Stored data entries:

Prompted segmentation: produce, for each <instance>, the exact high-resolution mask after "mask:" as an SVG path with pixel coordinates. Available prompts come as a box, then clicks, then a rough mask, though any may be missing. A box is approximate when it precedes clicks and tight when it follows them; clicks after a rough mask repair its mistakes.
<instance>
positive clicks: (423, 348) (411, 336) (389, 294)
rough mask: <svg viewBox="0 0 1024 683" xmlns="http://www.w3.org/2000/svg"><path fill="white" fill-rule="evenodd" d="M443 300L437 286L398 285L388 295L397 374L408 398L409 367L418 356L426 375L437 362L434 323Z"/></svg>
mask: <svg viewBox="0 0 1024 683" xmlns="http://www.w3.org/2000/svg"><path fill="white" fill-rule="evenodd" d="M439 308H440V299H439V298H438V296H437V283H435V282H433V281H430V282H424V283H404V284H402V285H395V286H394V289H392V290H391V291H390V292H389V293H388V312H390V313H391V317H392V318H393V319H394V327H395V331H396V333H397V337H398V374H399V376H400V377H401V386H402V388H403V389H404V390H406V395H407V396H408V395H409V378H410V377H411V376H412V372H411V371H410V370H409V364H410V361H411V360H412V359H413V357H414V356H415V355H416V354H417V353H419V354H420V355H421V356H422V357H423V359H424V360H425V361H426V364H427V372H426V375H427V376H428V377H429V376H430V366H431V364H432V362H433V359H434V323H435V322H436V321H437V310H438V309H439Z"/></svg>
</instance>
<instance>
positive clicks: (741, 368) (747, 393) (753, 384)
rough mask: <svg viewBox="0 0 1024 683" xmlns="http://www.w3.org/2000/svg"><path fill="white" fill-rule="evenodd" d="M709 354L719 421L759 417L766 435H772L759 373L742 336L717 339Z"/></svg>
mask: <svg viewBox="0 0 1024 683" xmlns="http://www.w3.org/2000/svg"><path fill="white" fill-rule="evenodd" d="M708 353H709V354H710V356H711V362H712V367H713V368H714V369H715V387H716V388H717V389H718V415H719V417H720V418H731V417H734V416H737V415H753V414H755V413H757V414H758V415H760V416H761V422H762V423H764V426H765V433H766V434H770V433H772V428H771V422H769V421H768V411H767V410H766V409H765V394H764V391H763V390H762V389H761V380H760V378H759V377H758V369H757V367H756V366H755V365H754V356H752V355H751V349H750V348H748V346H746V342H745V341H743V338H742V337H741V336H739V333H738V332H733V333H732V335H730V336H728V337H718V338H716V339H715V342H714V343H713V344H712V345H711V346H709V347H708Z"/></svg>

WORK TASK: How many lines in the data above contain the word "positive"? Reply with only that figure.

OUTPUT OF THE TASK: 2